───── TEXTAUSZUG

Seine Achillesferse ist leicht erkennbar. Sie liegt im vierten Akte, der kleinbürgerlichen Idylle nach dem großbürgerlichen Bankbruche. Der Dichter schildert die Idylle reizend genug, und er glaubt auch wirklich daran, dass der großkapitalistische Schwindel sich auf dem Wege der Selbsterkenntnis bessern lässt. Aber in der Wirklichkeit lassen sich die ökonomischen Wirkungen ökonomischer Ursachen nicht durch moralische Mittelchen heilen. Da endet eine bankrotte Kapitalistenfamilie anders als bei Björnson. Und wir können dem nur zustimmen, was ein Kritiker vor Jahren in der „Neuen Zeit" schrieb: „Hätte der unerbittlich wahre Ibsen den letzten Akt des Fallissements geschrieben, so wäre er anders geworden. Signe und Walburg würden ihrem Vater Vorwürfe machen, Signe mit dem Egoismus des Kindes, Walburg mit der verletzten Eitelkeit einer hochmütigen Dame. Die Mutter würde heimlich sparen und scharren, um für ihre Töchter ein paar Fähnchen zu kaufen, in denen sie noch immer als stolze Damen herumstolzieren könnten, und sie selbst würde in der Küche sitzen und das Essen kochen, über das alle schiefe Gesichter ziehen. Der Vater würde unzufrieden und mürrisch seine Arbeit tun oder bei den früheren Bekannten herum schmarotzen." In der Tat – so oder so ähnlich würde die Familie Tjälde nach dem Bankerott in Wirklichkeit aussehen, und so oder so ähnlich würde Ibsen ihren Ausgang geschildert haben. Wir möchten nur nicht sagen: wegen seiner „unerbittlichen Wahrheit", denn wahr ist Björnson in seiner Art auch, sondern weil er einen tieferen Blick in die sozialen Zusammenhänge besitzt.

Wäre Björnson nicht auch wahr, glaubte er nicht an das, was er schildert, schriebe er im kapitalistischen Interesse, so würde sein Schauspiel nicht auf die Freie Volksbühne gehören. Für dramatische Experimente zur Verheuchelung sozialer Gegensätze ist sie nicht da. Aber davon kann bei Björnson nicht im Entferntesten die Rede sein. Er ist der norwegische Kleinbürger, der redlich daran glaubt, dass alles soziale Elend aus der Welt zu schaffen sei, wenn die soziale Entwicklung auf der kleinbürgerlichen Stufe festgehalten wird. Innerhalb dieser Schranke aber, ein wie vortrefflicher, ein wie frischer, lebendiger Dramatiker ist er, ja, wie ist er als Dichter demselben Ibsen überlegen, dem er als Denker nachstehen mag! Die drei ersten Akte des „Fallissements" gehören zu dem Großartigsten, was die moderne Dramatik kennt; wie wimmeln sie von lebendigen Gestalten, wie steigern sie sich in mächtiger unaufhaltsamer Spannung! Und auch der vierte Akt, nimmt man einmal seine psychologisch unmöglichen Voraussetzungen hin, ist ein kleines Kunststück für sich, eine gar anmutige und liebliche Idylle, und als ein wie gründlicher, handfester und gar nicht zimperlicher Bursche kommt noch dieser Sannäs heraus, der anfangs als demütiger, die Tochter des Prinzipals liebender und in der Stunde der Not opferwütiger Kommis etwas zu sehr an alte Komödienfiguren erinnert hatte.

──────────
───── DATENSÄTZE

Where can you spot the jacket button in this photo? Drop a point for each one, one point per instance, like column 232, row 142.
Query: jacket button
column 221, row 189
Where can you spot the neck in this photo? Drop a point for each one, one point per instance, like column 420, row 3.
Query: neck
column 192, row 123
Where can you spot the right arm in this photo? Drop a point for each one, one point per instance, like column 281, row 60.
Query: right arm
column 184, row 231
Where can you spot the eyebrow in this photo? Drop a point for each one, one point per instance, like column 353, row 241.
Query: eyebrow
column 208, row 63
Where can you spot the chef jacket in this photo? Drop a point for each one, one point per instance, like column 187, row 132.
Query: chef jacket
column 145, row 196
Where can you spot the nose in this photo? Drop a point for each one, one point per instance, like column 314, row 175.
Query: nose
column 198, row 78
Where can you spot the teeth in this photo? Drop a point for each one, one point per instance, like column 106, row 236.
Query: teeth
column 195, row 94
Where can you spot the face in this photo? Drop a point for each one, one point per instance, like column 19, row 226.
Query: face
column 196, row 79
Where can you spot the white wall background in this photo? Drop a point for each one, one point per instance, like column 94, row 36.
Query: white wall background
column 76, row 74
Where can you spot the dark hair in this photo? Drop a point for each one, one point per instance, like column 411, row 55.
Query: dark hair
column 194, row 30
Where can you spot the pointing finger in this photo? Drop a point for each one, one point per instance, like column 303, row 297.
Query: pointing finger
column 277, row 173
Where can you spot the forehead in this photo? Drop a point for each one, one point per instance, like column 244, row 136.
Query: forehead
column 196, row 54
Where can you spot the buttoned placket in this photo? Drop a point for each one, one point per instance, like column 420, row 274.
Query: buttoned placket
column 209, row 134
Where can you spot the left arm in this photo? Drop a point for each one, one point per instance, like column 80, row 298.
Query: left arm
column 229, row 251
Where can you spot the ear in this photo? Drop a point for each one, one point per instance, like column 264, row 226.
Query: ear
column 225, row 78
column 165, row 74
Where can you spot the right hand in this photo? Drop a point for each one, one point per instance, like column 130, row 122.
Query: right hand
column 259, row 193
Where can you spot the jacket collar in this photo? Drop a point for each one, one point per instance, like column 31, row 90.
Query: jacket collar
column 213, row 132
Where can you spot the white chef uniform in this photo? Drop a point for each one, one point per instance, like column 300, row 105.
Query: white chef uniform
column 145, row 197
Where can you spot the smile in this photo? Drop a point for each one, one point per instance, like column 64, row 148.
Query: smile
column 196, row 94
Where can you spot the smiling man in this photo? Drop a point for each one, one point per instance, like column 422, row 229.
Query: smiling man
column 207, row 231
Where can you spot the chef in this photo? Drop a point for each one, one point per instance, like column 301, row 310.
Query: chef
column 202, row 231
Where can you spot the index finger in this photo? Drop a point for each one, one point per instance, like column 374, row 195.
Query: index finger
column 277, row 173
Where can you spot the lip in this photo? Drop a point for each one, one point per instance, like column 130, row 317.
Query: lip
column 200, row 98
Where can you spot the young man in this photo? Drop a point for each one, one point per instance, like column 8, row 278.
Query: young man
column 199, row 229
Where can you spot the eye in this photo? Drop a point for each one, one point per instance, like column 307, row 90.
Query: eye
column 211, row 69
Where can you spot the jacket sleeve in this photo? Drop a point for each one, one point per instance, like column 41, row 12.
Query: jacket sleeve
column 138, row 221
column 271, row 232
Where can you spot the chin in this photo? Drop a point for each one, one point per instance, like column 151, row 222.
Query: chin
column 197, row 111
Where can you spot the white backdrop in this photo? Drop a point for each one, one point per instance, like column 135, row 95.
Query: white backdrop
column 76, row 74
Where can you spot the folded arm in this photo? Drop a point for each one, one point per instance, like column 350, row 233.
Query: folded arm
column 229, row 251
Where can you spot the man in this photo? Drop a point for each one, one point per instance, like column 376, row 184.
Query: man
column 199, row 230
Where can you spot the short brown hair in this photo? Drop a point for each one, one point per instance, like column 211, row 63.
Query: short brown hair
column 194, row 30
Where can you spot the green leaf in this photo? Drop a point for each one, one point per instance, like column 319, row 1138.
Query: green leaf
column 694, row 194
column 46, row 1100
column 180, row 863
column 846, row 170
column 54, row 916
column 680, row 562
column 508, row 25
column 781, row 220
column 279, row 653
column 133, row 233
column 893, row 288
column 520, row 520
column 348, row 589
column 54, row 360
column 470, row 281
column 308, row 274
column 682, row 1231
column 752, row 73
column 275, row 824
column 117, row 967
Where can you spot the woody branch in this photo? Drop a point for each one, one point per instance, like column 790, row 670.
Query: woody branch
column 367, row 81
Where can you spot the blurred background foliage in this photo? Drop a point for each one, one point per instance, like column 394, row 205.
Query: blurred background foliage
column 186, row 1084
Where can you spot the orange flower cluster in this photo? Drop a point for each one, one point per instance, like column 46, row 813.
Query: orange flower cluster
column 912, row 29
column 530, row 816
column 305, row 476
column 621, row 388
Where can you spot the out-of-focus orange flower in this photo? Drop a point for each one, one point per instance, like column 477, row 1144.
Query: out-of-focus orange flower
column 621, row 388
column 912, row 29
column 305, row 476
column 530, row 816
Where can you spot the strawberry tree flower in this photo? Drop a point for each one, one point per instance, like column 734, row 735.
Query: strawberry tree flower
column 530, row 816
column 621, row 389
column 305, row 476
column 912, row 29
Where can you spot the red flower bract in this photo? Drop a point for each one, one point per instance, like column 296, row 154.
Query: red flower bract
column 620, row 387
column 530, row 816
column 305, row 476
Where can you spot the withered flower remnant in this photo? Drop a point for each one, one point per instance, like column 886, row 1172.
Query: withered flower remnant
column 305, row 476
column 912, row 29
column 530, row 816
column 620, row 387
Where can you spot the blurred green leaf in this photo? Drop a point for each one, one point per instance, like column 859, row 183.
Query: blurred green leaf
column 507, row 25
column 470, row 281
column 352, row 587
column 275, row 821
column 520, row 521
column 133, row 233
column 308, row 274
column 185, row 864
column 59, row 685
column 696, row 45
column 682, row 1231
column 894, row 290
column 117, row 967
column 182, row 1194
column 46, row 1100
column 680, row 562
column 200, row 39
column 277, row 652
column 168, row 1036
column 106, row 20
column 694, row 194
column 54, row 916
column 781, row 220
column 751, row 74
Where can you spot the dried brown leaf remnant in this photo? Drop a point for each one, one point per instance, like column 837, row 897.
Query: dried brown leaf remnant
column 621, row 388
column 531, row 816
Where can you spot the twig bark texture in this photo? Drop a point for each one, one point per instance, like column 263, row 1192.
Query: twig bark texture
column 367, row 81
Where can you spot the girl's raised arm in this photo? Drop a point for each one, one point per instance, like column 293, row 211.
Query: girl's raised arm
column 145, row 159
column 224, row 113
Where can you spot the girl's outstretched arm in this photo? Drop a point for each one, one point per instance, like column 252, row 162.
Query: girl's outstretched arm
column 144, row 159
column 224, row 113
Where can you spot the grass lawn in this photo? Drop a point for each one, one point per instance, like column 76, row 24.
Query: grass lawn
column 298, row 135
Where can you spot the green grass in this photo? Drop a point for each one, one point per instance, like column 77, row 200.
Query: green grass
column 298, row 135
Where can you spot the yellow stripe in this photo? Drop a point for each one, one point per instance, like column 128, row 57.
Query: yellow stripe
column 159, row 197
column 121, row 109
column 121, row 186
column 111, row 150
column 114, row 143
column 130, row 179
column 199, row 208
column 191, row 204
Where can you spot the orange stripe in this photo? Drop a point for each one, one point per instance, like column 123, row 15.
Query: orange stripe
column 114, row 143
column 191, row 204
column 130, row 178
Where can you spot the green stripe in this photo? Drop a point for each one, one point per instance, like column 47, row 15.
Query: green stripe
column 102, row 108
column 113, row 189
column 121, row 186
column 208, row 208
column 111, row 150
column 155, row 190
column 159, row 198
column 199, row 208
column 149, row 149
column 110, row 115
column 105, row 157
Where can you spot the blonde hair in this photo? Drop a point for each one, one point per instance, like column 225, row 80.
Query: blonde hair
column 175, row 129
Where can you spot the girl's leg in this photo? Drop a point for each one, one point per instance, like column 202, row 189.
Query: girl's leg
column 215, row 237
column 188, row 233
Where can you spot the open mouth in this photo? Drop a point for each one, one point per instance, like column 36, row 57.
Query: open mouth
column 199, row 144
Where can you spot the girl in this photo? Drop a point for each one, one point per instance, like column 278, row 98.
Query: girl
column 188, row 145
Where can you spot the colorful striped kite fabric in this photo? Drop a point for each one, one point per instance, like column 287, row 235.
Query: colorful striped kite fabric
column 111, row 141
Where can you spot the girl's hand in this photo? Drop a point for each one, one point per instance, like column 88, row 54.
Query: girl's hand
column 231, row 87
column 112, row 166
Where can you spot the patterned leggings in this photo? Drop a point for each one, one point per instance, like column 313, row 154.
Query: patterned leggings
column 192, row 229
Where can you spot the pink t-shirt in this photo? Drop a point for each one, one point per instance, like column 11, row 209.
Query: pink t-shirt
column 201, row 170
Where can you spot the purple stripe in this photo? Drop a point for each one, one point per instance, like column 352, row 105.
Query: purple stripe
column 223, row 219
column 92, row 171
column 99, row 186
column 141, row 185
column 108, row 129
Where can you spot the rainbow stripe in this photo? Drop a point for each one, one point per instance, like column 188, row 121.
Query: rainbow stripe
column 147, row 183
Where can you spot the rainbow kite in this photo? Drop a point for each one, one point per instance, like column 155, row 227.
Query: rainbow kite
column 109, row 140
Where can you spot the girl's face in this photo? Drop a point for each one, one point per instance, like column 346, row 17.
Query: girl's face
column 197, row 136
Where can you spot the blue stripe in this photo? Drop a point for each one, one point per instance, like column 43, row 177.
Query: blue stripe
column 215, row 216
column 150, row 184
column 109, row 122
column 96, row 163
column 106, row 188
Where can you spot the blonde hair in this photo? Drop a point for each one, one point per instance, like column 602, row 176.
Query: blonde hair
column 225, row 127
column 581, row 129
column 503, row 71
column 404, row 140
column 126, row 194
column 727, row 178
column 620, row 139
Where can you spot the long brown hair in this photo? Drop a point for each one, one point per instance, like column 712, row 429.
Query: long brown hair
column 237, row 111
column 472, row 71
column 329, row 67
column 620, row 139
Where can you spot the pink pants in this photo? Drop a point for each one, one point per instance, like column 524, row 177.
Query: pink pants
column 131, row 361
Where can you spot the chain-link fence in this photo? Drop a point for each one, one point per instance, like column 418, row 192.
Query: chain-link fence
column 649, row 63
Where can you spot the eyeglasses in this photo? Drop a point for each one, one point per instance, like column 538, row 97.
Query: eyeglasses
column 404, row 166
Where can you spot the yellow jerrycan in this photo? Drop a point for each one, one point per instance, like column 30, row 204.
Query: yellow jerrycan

──────────

### ANWEISUNG
Stimmen die Aussagen 1. bis 3. mit dem Textauszug über Björnsons Schauspiel überein? Beantworte jede mit Ja oder Nein und führe die entscheidenden Worte des Textauszugs wörtlich an.
1. Die Schwachstelle des Stücks liegt im vierten Akt.
2. Der Verfasser hält Björnson für weniger wahr als Ibsen.
3. Die drei ersten Akte werden zum Großartigsten der modernen Dramatik gezählt.
Die Datensätze stehen in keinem Zusammenhang mit dem Textauszug.

### FERTIGE LÖSUNG
1. Ja: „Sie liegt im vierten Akte"
2. Nein: „denn wahr ist Björnson in seiner Art auch"
3. Ja: „gehören zu dem Großartigsten, was die moderne Dramatik kennt"